Labeled-object pointing entries

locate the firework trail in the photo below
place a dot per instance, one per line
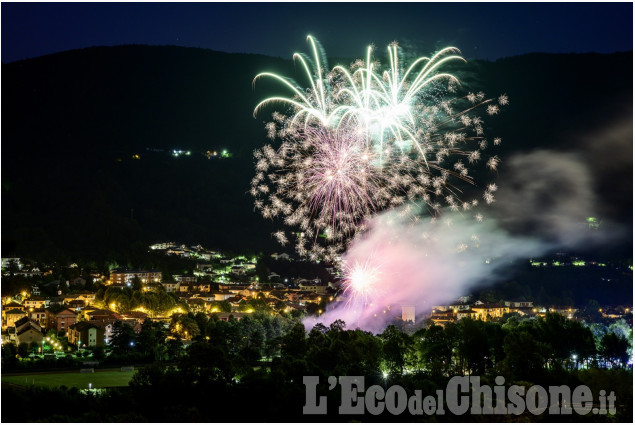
(357, 141)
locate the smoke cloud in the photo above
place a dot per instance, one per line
(542, 206)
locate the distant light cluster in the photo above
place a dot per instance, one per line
(357, 141)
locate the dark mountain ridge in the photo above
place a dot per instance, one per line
(72, 122)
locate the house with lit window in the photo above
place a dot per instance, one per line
(86, 334)
(490, 311)
(62, 320)
(12, 316)
(125, 276)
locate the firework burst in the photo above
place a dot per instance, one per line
(358, 140)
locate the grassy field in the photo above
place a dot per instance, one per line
(99, 379)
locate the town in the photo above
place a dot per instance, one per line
(44, 316)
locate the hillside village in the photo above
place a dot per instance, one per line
(82, 312)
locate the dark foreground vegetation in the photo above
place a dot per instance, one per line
(252, 370)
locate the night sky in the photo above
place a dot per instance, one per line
(480, 30)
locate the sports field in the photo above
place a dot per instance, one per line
(99, 379)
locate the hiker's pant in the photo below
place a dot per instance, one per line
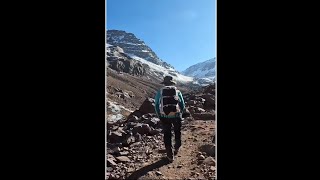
(167, 123)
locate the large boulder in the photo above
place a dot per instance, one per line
(209, 102)
(115, 137)
(204, 116)
(136, 115)
(147, 106)
(141, 129)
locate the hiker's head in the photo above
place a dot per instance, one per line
(168, 81)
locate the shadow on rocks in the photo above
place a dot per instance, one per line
(143, 171)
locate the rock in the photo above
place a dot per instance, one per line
(115, 150)
(130, 170)
(212, 168)
(209, 102)
(209, 161)
(141, 129)
(138, 137)
(199, 110)
(154, 132)
(153, 122)
(111, 162)
(123, 159)
(109, 169)
(124, 153)
(147, 106)
(128, 141)
(126, 95)
(136, 113)
(115, 137)
(136, 144)
(192, 102)
(148, 152)
(204, 116)
(201, 157)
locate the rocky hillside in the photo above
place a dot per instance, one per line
(132, 45)
(135, 148)
(203, 73)
(121, 62)
(124, 48)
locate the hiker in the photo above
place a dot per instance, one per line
(169, 107)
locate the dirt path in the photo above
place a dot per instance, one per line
(196, 141)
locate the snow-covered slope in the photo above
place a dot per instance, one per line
(204, 73)
(133, 45)
(206, 69)
(159, 71)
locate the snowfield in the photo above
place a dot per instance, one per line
(160, 71)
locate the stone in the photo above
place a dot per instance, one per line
(209, 161)
(128, 141)
(147, 106)
(124, 153)
(123, 158)
(141, 129)
(201, 157)
(115, 137)
(204, 116)
(110, 162)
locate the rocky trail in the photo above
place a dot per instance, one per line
(135, 148)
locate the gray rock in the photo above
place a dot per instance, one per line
(141, 129)
(147, 106)
(201, 157)
(123, 159)
(111, 162)
(209, 161)
(128, 141)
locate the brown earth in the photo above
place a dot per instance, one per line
(140, 86)
(196, 139)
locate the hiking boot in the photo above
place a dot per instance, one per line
(176, 151)
(170, 158)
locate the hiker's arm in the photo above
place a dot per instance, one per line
(157, 103)
(181, 101)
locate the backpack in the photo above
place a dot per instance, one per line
(169, 101)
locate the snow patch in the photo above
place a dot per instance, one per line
(156, 69)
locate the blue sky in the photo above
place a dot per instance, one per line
(180, 32)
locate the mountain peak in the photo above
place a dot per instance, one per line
(205, 69)
(133, 45)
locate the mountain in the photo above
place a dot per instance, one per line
(204, 73)
(132, 45)
(124, 48)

▶ _EXERCISE GOAL_:
All of the data above should be transcribed verbatim, with pictures omitted.

▶ _FULL OUTPUT_:
locate the firework trail in the photo below
place a dot per instance, one per line
(357, 141)
locate the smoke cloud in the photo above
place a dot per instance, one per line
(542, 206)
locate the distant light cluster in the photo above
place a dot per instance, one per line
(357, 141)
locate the dark mountain ridge in the photo above
place a dot per instance, one per line
(72, 122)
locate the house with lit window in the photo above
place a dot per instance, one per line
(86, 334)
(490, 311)
(62, 320)
(12, 316)
(125, 276)
locate the firework burst in the photo above
place a dot per instance, one per line
(358, 140)
locate the grassy field in the photo above
place a dot per instance, one per line
(99, 379)
locate the town in the photo above
place a dot per instance, one per line
(44, 316)
locate the hillside village in the photo above
place a dot per instance, one per line
(82, 312)
locate the dark foreground vegetation in the photo above
place a dot per instance, one per line
(252, 370)
locate the night sky in the photo above
place a dot per instance, one per line
(480, 30)
locate the sports field in the photo above
place a dot per instance, one per line
(99, 379)
locate the hiker's pant in the photo below
place a dot per instance, one per line
(167, 123)
locate the large boulder in the photo above
place a dot per instance, one per line
(209, 102)
(115, 137)
(204, 116)
(136, 115)
(147, 106)
(141, 129)
locate the hiker's head in the photo above
place a dot per instance, one per line
(168, 81)
locate the shadow on rocks in the photo above
place a dot per instance, one per line
(143, 171)
locate the rock in the photo above
place a dot per instance, one per line
(115, 150)
(130, 170)
(212, 168)
(209, 102)
(209, 161)
(141, 129)
(138, 137)
(199, 110)
(154, 132)
(153, 122)
(111, 162)
(123, 159)
(109, 169)
(124, 153)
(147, 106)
(128, 141)
(126, 95)
(136, 113)
(115, 137)
(136, 144)
(192, 102)
(148, 152)
(204, 116)
(201, 157)
locate the rocky hillside in the photo above
place a dot per instance, one per line
(132, 45)
(135, 148)
(203, 73)
(121, 62)
(124, 48)
locate the hiker in the photo above
place a dot per instance, one per line
(169, 107)
locate the dirt path in the photo above
place a dot per instance, one per line
(196, 141)
locate the snow-covered slope in the photo above
place a dot per instance, one per line
(204, 73)
(133, 45)
(206, 69)
(159, 71)
locate the snowfield in the photo above
place a dot per instance, one per line
(160, 71)
locate the stone in the photo above
place a dot per instance, one per line
(209, 161)
(128, 141)
(147, 106)
(124, 153)
(123, 158)
(141, 129)
(201, 157)
(115, 137)
(204, 116)
(110, 162)
locate the rocky trail in the photo above
place a dot per instance, one per line
(135, 148)
locate the gray rock in the photo above
place a dot per instance, one per line
(141, 129)
(147, 106)
(201, 157)
(123, 159)
(111, 162)
(209, 161)
(128, 141)
locate the brown earth in the photo above
place a dot per instance, one per line
(140, 86)
(196, 139)
locate the hiking boot in the photo above
place a dot per instance, one per line
(176, 151)
(170, 158)
locate the hiker's arm in the photo above
place a dot per instance, one per line
(157, 103)
(181, 101)
locate the backpack in the photo above
place a dot per instance, one per line
(169, 101)
locate the snow patch in the photo above
place a dot per instance, one per line
(156, 69)
locate the blue sky in the photo above
place a dot per instance, one per line
(180, 32)
locate the mountain peak in the photo above
place a dot per instance, one per line
(205, 69)
(133, 45)
locate the mountain in the photo above
place a dot per instance, one per line
(204, 73)
(132, 45)
(124, 48)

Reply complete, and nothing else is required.